▶ [Activity] The required output is every entry, printed exactly as written.

_ _ _

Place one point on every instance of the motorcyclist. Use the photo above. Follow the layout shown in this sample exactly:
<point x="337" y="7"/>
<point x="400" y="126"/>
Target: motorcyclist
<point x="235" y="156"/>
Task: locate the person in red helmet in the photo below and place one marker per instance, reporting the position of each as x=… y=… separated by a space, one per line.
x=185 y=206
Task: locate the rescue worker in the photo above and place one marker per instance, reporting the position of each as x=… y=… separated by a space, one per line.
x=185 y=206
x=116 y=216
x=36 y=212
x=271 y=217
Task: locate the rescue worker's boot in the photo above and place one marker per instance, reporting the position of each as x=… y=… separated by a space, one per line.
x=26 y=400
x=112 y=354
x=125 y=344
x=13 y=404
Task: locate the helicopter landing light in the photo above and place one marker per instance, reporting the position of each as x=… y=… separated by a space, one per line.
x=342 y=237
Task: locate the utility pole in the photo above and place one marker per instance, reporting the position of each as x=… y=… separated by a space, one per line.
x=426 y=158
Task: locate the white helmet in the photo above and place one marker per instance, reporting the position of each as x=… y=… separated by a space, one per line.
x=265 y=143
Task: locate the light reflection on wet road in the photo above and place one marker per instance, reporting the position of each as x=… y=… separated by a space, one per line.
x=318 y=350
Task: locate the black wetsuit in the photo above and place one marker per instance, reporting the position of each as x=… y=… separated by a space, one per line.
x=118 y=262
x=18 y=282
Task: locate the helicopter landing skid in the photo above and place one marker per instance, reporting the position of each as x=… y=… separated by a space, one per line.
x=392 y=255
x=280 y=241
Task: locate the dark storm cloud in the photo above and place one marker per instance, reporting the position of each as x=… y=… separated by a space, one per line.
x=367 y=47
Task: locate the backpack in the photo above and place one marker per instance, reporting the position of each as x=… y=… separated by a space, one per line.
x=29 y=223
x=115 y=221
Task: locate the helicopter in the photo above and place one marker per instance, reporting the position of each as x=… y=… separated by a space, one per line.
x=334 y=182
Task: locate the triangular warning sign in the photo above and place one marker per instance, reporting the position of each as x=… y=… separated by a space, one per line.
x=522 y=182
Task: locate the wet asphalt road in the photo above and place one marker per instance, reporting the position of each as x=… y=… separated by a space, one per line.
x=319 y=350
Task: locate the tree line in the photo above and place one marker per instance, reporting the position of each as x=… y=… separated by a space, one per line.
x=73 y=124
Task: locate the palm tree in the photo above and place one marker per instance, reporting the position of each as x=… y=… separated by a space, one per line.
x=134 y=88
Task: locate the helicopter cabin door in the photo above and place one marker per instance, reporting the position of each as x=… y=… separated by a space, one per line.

_ _ _

▶ [Solution to this task]
Place one point on every instance of the motorcyclist. Use the photo above. Follow the layout shown in this sample exactly:
<point x="337" y="7"/>
<point x="400" y="126"/>
Target: motorcyclist
<point x="235" y="156"/>
Task: locate the person in red helmet in the photo below and place one marker per instance, reporting the position of each as x=… y=… separated by a space, one per line.
x=185 y=206
Task: locate the rescue worker in the photo above and place one marker per instance, reporting the position of each as x=… y=… separated by a space, one per line.
x=185 y=206
x=116 y=216
x=36 y=212
x=271 y=217
Task: locate the rescue worker's boot in the photo above and place one marker per instance, reporting the position of each as x=… y=… separated by a space, one per line.
x=26 y=400
x=112 y=354
x=125 y=344
x=13 y=404
Task: locate the helicopter landing light in the photo above and place one marker per instance, reporting the position of each as x=… y=… separated by a space, one per line.
x=342 y=237
Task: locate the utility pole in the photo above and place one marker per instance, reporting the position of each as x=… y=… separated by a space, one per line.
x=426 y=158
Task: locate the white helmet in the photo above and place one marker per instance, reporting the position of each as x=… y=… separated by a space, one per line.
x=265 y=143
Task: locate the light reflection on wet road in the photo above and place one marker per instance, reporting the position of each as x=… y=… separated by a space, one per line.
x=318 y=350
Task: locate the black wetsuit in the photo above and place one marker per instance, reporting the position of each as x=… y=… separated by a space, one per line.
x=118 y=262
x=18 y=282
Task: locate the helicopter landing skid in the photo above and place one marker per instance, reporting the position of each as x=… y=… separated by a space, one per line.
x=392 y=255
x=280 y=241
Task: locate the dark storm cloud in the photo above and place one marker per instance, reporting the position of each as x=… y=… separated by a space, one per line.
x=367 y=47
Task: locate the backpack in the photo above and place one marker per instance, reporting the position of each as x=… y=… separated by a space, one per line.
x=29 y=223
x=115 y=221
Task: locate the helicopter in the photo above and place one marker per instance, reporting the position of each as x=… y=… separated by a space, one per line.
x=334 y=182
Task: locate the triangular warning sign in the photo above and place one marker per instance, reporting the position of each as x=… y=… separated by a space, one per line.
x=522 y=182
Task: locate the wet asphalt road in the photo above and place one marker per instance, reporting the position of each as x=… y=… separated by a space, one per line.
x=319 y=350
Task: locate the tree line in the photo above and place one marker per instance, reporting the position of each as x=… y=… separated by a space, one per line.
x=73 y=124
Task: locate the palm tree in the photo above and place one marker per instance, reporting the position of each as x=… y=… separated by a space, one per line.
x=134 y=88
Task: locate the helicopter cabin door in the photo above and place one marker per instance, reporting the position of each as x=… y=… separated by a space, one per line.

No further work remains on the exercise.